## [本文]

だれかに褒められたら、高いところにある時計に手が届くような気分になる。

ひとクラスしかない山あいの小学校で、一年生と二年生の時に担任だったのは、やさしい「おばあちゃん先生」だった。子どものときは大人の年齢なんてわかっていないから、おばあちゃんといっても実際は40代くらいだったのかもしれないけど、そのとき祖母が40代だったので、やっぱり「おばあちゃん先生」には違いなかった。

そのやさしい先生は、子どもたちが何かをがんばったり、細やかなことに気配りができたり、お花にやさしくしたりしたら、とてもとても褒めてくれた。おかあさんみたいにぎゅっと抱き上げてくれて、教壇の上に立ってくれるのだ。子どもたちはうれしくてうんと手を伸ばして黒板の上にある時計にさわろうとした。その時に時計にさわるのは、褒められた子どもだけに与えられたステイタスだった。今でいう、オリンピック選手が金メダルを齧っちゃうみたいな感じ。ちがうか。

わたしもそれをやって欲しかった。褒められたくて仕方がなかった。あまりにも褒められたすぎて、自分が時計にさわるところを想像でシミュレーションしてみたりもした。「がんばったね」と言われて、抱っこされる。おばあちゃん先生だから思っていたよりも細くて少し心配になったけど、先生の腕はあたたかくて安心感がある。抱き上げられると、一気に視界が変わるだろう。教室に並んだ机も、クラスのみんなも見下ろせる。窓から校庭の花壇が見え、高いところからだと、ふだんは見えない黒い土の地肌が見えるだろう。黒板の上の時計は、ふいに生暖かく湿った子どもの手で触れられて、驚いたようにひんやりとしていた。

わたしはいつもだれかに褒めて欲しかった。母親はけっしてわたしを褒めなかった。

母親がわたしを褒めなかったのは、そんな時代だったのかもしれないし、褒めたら調子に乗ると思ってあえて厳しくしていたのかもしれない。でも、たぶん、父親が家庭をかえりみないひとだったから、育児が大変で、じっさいわたしがかわいく思えなかった時期もあったのだと思う。3歳下に弟が生まれた。母が長男である弟をことさらにかわいがっていたことは、子ども心にもよくわかった。たしかに、小さい頃の弟はかわいかった。弟は母方の特徴を受け継いで生まれつき色素が薄く、髪はサラサラで茶色がかっていて、瞳も薄茶色。中性的で、ラファエロの描く天使のようだった。

## [課題の指示]
本文のうち、「そのやさしい先生は、子どもた」を含むところから始め、「ゃうみたいな感じ。ちがうか。」までを書き写してください。その際、「教壇」は「机」に入れ替えてください。

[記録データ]
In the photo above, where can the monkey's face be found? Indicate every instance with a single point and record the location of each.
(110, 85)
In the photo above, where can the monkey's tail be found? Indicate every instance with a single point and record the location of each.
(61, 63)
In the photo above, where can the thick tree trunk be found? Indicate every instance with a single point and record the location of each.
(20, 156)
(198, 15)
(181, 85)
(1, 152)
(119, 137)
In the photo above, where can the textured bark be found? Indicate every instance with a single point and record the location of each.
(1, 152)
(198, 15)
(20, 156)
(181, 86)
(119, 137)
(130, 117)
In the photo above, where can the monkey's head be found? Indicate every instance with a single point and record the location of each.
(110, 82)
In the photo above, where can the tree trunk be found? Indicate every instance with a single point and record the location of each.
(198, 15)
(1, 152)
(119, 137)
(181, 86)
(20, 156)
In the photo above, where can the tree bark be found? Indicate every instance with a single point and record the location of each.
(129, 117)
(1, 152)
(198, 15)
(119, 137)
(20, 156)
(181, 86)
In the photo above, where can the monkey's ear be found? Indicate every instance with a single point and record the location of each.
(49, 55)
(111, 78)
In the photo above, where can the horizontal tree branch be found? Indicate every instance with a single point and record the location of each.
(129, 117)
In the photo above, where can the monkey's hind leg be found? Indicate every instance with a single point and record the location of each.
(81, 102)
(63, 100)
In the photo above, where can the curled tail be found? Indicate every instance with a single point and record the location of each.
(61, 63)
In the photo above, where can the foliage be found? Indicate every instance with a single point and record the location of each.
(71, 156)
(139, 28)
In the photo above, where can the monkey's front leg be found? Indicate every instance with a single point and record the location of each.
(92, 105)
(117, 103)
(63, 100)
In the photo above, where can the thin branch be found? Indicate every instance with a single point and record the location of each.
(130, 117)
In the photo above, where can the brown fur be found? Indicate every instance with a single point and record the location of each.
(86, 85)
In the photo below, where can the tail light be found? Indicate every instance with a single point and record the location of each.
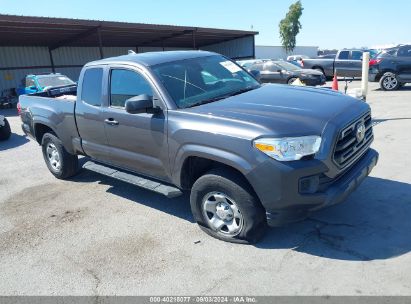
(374, 62)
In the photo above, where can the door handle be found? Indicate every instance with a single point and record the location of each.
(111, 121)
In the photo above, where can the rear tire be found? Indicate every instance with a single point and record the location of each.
(59, 162)
(225, 207)
(319, 70)
(5, 130)
(389, 82)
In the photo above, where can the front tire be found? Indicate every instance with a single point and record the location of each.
(389, 82)
(5, 130)
(59, 162)
(225, 207)
(291, 80)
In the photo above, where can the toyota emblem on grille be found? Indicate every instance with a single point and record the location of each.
(360, 132)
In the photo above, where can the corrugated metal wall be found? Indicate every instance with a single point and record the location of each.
(278, 52)
(237, 48)
(16, 62)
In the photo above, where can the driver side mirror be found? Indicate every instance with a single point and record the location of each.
(139, 104)
(256, 74)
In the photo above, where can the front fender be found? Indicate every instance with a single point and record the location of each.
(225, 157)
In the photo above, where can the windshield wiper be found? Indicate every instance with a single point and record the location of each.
(223, 96)
(207, 101)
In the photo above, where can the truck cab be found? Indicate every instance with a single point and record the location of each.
(35, 83)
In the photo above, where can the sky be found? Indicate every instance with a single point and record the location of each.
(326, 24)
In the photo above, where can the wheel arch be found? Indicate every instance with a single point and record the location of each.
(40, 128)
(194, 163)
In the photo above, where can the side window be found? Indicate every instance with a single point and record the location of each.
(257, 67)
(125, 84)
(343, 55)
(30, 82)
(404, 51)
(356, 55)
(91, 88)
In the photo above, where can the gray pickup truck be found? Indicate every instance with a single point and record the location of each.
(250, 155)
(347, 63)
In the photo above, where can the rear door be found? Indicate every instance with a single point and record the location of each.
(89, 114)
(137, 142)
(342, 64)
(356, 63)
(404, 63)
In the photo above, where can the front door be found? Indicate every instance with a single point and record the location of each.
(356, 63)
(89, 115)
(137, 142)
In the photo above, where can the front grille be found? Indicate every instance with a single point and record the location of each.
(348, 148)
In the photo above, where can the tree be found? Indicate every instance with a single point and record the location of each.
(290, 26)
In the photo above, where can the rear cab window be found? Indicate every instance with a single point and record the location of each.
(356, 55)
(344, 55)
(404, 51)
(125, 84)
(91, 90)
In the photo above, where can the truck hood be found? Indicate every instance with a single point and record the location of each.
(283, 110)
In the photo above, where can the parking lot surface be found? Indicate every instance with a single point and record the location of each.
(93, 235)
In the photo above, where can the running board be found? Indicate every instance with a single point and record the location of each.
(168, 191)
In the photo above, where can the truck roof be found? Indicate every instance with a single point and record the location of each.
(153, 58)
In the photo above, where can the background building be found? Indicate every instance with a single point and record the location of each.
(30, 45)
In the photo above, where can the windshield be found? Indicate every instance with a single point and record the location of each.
(287, 66)
(200, 80)
(54, 81)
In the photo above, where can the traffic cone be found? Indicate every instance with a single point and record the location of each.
(335, 83)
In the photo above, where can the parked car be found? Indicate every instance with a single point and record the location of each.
(347, 63)
(249, 154)
(247, 63)
(391, 68)
(5, 130)
(297, 59)
(285, 72)
(41, 82)
(327, 56)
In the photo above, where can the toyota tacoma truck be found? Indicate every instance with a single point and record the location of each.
(250, 155)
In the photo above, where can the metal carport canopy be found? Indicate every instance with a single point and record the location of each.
(57, 32)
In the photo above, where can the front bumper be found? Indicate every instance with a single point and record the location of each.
(313, 81)
(282, 199)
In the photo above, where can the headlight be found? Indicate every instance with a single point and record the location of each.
(289, 148)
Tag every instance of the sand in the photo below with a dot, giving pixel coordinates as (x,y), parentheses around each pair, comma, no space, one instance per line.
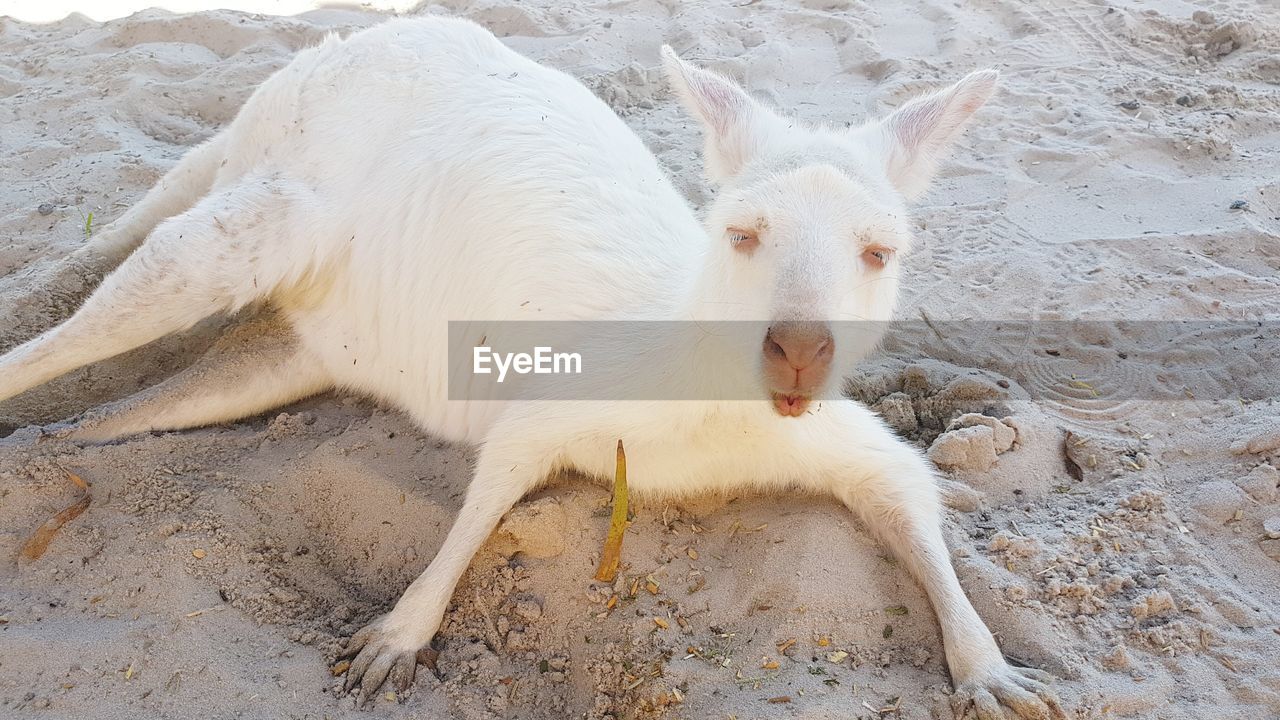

## [解答]
そのやさしい先生は、子どもたちが何かをがんばったり、細やかなことに気配りができたり、お花にやさしくしたりしたら、とてもとても褒めてくれた。おかあさんみたいにぎゅっと抱き上げてくれて、机の上に立ってくれるのだ。子どもたちはうれしくてうんと手を伸ばして黒板の上にある時計にさわろうとした。その時に時計にさわるのは、褒められた子どもだけに与えられたステイタスだった。今でいう、オリンピック選手が金メダルを齧っちゃうみたいな感じ。ちがうか。